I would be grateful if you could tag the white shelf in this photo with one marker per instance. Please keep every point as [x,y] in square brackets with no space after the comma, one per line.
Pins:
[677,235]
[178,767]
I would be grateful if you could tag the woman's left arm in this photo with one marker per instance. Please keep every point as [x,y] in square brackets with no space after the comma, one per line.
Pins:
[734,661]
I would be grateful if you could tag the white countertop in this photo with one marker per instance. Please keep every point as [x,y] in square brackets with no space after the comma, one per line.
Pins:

···

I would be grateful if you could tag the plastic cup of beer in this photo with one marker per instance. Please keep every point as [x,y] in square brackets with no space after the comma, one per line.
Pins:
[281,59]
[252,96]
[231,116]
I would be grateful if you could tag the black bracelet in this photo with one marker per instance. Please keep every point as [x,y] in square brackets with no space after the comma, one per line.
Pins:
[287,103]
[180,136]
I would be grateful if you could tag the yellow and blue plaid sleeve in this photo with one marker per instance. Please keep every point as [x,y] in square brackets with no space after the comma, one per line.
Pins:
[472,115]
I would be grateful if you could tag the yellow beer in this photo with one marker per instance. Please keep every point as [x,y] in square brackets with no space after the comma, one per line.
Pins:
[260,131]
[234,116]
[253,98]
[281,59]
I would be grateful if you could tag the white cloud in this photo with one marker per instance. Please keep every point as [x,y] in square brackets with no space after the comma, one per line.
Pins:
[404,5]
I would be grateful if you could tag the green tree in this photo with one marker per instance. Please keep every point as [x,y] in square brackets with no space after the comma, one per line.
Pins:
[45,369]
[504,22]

···

• THE EXERCISE: Gather every line in the rows above that contains the word "yellow", matching case exactly.

• ANSWER TO THE EXERCISE:
I would be grateful if you could tag the yellow and blue plaid sleeve in this photo with one marker per instance. Please keep every point as [x,y] in square brackets with no space after the comma, one per line.
I would be grateful if you could tag the yellow beer in this photo with one marker per instance. Please keep every point as [x,y] in square brackets with no space after the comma, one per line.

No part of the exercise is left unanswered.